-- Extract follows --

Tenet's statement echoed what the White House had been saying for the past week -- that Bush made the claim in good faith after the information had been cleared by intelligence agencies.
The sentence in the speech that was eventually discredited was: "The British government has learned that Saddam Hussein recently sought significant quantities of uranium from Africa."
"These 16 words should never have been included in the text written for the president," said Tenet.
"The president had every reason to believe that the text presented to him was sound."
"I am responsible for the approval process in my agency," Tenet said, although he never said outright that he had personally read the president's speech before it was delivered.
In Abuja, Nigeria, Saturday, Bush said he had "confidence" in Tenet as he met Nigerian President Olusegun Obasanjo on the final leg of his five-nation African tour.
Earlier presidential spokesman Ari Fleischer had also insisted that Bush still had confidence in Tenet and the CIA and told reporters that the president considered the matter closed.
"The president has moved on. And I think, frankly, much of the country has moved on, as well," Fleischer told reporters during a tour of the National Hospital in Abuja.

-- Extract concluded --

**Set of tasks**
1) List every person named in the extract on Tenet's statement.
2) Answer these questions from the extract on Tenet's statement:
(a) How many words does Tenet say should never have been included in the text written for the president?
(b) In which city was Bush when he said he had "confidence" in Tenet?
(c) What was Fleischer touring when he spoke to reporters?
3) Print the extract on Tenet's statement from "The sentence in" up to and including "it was delivered.".

-- Supplied information follows --

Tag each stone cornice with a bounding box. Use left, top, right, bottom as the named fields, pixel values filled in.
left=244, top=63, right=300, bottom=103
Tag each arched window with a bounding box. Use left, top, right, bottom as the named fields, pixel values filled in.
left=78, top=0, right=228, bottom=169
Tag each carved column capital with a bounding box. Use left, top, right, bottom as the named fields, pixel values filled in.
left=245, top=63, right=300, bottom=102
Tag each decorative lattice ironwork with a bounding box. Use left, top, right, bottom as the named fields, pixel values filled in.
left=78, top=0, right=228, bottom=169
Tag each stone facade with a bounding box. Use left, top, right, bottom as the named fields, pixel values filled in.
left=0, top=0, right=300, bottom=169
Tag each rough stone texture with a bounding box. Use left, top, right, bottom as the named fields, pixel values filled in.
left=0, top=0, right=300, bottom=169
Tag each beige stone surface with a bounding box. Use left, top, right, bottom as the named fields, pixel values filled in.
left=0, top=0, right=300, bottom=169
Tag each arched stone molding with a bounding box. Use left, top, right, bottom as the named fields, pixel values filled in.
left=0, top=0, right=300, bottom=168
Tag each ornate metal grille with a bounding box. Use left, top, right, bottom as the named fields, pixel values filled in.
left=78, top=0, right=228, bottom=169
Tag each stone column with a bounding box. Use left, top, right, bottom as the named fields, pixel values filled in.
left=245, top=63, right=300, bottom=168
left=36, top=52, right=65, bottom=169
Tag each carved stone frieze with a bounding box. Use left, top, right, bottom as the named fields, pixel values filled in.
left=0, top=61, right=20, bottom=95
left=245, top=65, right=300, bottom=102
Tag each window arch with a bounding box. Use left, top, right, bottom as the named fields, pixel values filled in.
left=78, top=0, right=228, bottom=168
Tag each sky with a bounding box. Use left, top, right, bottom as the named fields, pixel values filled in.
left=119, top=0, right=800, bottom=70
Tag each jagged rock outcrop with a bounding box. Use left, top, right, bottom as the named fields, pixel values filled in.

-- Supplied information concluded --

**Solutions to the exercise**
1)
Tenet
Bush
Saddam Hussein
Olusegun Obasanjo
Ari Fleischer

2)
(a) 16
(b) Abuja, Nigeria
(c) The National Hospital in Abuja

3)
The sentence in the speech that was eventually discredited was: "The British government has learned that Saddam Hussein recently sought significant quantities of uranium from Africa."
"These 16 words should never have been included in the text written for the president," said Tenet.
"The president had every reason to believe that the text presented to him was sound."
"I am responsible for the approval process in my agency," Tenet said, although he never said outright that he had personally read the president's speech before it was delivered.